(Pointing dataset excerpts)
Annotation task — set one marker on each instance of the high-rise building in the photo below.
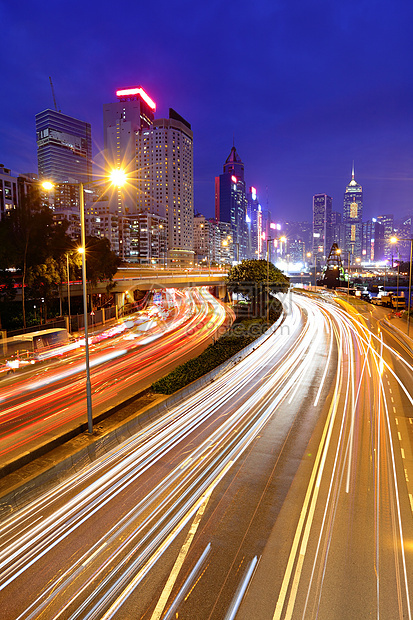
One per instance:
(164, 163)
(388, 225)
(254, 225)
(203, 239)
(122, 121)
(352, 218)
(64, 148)
(373, 245)
(322, 206)
(231, 202)
(8, 191)
(404, 233)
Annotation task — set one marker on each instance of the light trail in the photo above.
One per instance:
(188, 320)
(171, 466)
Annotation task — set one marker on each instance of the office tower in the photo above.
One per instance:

• Exercise: Please turn all of the records above into a numbered list with one line per item, skipping any blank lines. Leave the pictures out of your answer.

• Finished answer:
1. Annotation task — set one marker on each instance of the high-rise building in the photo below.
2. One per instance:
3. (164, 163)
4. (388, 225)
5. (254, 225)
6. (203, 239)
7. (122, 121)
8. (352, 218)
9. (64, 148)
10. (373, 245)
11. (322, 206)
12. (231, 202)
13. (8, 191)
14. (404, 233)
15. Annotation task — set one marker on each instance of the light trail in the photo above.
16. One per instance:
17. (188, 320)
18. (171, 466)
19. Annotation task — set one marker on each instance of the office tower in the photo above.
20. One per instance:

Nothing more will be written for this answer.